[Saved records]
:::

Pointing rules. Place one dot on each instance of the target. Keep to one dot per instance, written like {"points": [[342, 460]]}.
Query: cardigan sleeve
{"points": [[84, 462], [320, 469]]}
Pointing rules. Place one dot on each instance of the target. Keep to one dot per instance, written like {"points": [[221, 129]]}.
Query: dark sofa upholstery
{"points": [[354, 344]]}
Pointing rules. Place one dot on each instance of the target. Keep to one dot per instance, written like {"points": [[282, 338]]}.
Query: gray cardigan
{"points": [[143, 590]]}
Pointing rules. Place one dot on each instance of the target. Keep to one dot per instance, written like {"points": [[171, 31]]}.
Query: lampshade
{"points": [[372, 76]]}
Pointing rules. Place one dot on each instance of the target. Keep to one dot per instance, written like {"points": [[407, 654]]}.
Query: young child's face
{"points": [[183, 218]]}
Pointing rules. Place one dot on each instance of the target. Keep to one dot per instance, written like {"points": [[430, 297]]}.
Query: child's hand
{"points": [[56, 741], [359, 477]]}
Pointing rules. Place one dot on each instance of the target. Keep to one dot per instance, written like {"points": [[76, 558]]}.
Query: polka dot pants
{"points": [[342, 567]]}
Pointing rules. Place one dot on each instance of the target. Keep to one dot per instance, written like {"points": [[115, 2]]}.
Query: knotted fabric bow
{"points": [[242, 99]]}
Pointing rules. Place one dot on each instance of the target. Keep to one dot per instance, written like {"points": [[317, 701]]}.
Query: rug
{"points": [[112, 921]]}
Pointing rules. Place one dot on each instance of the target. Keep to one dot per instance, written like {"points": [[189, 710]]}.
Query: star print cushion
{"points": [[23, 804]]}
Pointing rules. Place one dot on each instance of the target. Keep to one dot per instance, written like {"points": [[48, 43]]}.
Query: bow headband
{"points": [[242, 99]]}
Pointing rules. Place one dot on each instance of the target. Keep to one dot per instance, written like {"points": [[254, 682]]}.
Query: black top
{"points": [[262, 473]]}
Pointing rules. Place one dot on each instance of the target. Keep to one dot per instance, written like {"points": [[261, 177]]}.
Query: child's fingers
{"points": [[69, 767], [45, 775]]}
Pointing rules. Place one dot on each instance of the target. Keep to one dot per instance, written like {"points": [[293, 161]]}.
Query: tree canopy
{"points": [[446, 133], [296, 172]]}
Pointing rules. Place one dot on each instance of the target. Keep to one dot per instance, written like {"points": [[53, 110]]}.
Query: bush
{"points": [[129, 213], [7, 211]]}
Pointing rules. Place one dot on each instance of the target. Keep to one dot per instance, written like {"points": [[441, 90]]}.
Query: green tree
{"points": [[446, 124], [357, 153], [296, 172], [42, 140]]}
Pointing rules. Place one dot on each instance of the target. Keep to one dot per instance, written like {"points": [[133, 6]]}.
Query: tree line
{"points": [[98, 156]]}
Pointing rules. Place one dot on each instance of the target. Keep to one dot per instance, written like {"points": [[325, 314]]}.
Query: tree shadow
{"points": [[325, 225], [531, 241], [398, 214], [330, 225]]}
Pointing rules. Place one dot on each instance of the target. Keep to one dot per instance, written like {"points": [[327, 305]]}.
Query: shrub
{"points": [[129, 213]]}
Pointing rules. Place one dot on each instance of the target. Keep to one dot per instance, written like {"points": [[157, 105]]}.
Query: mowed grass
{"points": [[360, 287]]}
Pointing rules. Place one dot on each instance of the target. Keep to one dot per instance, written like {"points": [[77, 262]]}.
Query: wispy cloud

:::

### PROBLEM REQUIREMENTS
Locate each line in the records above that contains the string "child", matching case exactly, and copy every such line in full.

### EXERCISE SOLUTION
Query: young child's face
Query: child's hand
Query: child's fingers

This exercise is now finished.